Material shown >>
»»
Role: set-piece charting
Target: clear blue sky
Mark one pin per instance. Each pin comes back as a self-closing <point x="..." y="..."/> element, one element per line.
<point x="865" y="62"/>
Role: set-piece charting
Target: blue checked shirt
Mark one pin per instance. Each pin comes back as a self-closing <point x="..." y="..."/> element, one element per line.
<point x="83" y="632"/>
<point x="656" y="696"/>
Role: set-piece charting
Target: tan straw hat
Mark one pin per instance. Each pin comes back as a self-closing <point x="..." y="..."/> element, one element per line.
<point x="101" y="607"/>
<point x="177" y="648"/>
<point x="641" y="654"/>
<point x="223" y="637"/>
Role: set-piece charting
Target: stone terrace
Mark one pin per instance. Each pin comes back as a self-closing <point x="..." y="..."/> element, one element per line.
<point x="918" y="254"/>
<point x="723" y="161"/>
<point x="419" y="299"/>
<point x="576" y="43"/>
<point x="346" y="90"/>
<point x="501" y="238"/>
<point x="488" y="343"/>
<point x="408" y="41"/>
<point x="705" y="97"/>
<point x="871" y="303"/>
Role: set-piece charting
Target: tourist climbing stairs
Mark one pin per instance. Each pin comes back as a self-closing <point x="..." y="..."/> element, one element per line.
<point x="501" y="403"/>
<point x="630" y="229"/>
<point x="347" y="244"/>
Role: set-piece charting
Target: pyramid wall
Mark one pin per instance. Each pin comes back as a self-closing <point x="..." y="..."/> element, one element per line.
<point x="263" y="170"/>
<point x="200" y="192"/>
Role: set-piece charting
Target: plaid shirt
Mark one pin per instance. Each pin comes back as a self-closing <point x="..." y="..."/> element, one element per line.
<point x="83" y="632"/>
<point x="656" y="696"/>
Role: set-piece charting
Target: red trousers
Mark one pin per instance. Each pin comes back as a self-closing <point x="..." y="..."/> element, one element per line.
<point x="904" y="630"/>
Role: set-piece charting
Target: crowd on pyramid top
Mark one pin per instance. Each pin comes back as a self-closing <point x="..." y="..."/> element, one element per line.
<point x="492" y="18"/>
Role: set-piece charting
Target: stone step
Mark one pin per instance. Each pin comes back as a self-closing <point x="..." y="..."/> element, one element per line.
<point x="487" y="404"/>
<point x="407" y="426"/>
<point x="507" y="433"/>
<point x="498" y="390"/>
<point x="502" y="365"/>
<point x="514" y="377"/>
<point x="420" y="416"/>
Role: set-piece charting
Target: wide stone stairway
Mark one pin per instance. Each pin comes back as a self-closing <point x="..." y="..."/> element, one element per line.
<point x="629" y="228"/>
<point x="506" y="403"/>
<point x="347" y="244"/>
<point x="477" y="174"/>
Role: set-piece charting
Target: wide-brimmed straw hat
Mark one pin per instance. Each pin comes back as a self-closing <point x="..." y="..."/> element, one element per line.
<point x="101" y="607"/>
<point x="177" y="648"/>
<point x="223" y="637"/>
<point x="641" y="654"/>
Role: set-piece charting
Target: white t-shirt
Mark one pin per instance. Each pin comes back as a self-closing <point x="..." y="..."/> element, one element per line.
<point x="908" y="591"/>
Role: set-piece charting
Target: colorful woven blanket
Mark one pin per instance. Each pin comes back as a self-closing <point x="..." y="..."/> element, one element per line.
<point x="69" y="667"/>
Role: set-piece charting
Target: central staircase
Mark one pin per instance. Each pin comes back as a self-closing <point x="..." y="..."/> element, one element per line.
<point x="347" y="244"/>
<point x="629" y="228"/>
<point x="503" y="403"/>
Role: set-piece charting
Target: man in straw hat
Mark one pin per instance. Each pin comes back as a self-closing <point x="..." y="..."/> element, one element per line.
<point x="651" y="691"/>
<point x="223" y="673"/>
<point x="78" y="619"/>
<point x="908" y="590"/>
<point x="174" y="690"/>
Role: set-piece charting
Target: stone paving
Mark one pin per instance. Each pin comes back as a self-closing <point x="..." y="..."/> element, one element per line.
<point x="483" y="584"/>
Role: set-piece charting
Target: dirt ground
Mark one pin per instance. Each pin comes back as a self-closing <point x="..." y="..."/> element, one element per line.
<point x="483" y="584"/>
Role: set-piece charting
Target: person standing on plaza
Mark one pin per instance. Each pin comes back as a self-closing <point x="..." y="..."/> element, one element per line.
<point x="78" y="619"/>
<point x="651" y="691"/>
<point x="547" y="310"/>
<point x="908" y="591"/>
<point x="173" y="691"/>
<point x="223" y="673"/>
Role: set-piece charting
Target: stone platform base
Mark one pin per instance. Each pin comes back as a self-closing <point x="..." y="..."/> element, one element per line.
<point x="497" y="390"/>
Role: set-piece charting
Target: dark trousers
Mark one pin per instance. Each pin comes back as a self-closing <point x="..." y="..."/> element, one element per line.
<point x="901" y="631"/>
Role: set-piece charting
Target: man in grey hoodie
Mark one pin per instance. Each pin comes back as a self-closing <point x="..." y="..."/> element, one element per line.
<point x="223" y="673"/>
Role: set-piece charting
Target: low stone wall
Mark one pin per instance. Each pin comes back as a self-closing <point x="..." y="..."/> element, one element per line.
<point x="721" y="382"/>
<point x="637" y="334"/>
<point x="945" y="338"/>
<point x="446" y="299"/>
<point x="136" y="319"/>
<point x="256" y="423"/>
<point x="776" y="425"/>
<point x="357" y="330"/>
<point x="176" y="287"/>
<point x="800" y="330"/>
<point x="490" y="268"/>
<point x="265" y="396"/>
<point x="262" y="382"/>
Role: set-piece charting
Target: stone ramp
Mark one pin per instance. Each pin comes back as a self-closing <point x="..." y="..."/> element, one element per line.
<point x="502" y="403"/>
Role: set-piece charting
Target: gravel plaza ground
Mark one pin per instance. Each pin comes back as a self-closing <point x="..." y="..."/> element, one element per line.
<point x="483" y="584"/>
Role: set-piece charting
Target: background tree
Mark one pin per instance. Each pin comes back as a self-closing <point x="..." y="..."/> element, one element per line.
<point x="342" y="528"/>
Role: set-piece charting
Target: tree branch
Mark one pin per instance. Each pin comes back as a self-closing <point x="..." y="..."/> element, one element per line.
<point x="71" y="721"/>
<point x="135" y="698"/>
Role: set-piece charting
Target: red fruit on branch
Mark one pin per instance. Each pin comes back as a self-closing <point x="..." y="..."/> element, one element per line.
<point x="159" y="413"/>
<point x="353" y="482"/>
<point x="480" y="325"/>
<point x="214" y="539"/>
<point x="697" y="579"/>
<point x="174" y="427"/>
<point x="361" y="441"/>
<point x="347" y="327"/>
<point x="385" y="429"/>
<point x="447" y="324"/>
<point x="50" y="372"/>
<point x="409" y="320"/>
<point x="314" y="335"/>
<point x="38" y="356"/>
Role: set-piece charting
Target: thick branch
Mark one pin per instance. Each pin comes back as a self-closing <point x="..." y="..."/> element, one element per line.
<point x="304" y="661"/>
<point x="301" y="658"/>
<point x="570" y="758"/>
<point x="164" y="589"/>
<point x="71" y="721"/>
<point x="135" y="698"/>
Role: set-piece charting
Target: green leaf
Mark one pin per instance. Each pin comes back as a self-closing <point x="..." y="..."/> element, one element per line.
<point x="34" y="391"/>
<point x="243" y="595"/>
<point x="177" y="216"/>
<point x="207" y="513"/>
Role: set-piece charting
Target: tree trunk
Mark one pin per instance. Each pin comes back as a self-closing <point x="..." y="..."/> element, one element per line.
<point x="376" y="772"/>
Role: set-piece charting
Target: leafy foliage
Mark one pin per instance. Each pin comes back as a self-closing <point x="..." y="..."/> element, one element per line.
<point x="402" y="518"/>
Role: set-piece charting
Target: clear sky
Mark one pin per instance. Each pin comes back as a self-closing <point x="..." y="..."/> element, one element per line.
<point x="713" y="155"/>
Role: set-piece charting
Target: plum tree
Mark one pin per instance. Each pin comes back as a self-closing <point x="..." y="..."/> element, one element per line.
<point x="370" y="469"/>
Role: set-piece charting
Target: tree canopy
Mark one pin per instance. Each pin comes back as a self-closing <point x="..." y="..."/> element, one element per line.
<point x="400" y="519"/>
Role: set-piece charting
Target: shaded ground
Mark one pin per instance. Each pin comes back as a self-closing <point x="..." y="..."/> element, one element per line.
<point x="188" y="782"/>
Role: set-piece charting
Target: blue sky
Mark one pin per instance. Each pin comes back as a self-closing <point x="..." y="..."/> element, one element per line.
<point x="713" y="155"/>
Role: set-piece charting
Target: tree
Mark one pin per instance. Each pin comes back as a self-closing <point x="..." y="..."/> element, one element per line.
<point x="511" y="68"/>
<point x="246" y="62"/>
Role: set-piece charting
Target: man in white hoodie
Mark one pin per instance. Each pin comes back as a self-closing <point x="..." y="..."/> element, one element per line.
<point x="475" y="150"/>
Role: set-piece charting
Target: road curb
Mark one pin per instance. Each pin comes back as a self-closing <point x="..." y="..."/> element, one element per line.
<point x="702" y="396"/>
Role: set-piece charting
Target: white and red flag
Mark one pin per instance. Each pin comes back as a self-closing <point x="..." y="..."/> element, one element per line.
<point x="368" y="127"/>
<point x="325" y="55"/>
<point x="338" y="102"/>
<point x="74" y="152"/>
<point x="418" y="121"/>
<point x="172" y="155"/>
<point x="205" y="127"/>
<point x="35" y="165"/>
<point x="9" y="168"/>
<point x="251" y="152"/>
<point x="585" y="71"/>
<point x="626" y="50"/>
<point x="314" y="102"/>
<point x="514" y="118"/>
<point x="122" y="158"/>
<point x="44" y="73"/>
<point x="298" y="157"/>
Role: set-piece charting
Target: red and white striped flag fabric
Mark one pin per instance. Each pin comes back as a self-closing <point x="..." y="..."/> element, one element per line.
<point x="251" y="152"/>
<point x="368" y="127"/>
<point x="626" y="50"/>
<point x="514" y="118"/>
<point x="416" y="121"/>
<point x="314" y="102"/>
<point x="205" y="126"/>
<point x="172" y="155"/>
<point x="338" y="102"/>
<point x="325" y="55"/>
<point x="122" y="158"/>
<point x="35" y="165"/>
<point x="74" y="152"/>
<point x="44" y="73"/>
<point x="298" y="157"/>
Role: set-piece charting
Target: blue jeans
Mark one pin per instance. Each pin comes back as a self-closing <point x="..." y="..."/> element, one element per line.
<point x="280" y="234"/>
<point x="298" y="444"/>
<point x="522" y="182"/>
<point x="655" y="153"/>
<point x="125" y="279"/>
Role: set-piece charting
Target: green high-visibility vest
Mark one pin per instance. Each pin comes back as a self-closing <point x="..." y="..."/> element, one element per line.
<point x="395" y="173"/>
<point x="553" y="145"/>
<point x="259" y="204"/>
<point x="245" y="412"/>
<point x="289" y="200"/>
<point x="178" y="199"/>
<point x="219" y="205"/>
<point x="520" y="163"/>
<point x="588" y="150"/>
««
Stated goal >>
Pull out each line of the listing above that contains the word "white". Case counts.

Complete output >>
Target: white t-shirt
Target: man in white hoodie
Target: white and red flag
Target: red and white striped flag fabric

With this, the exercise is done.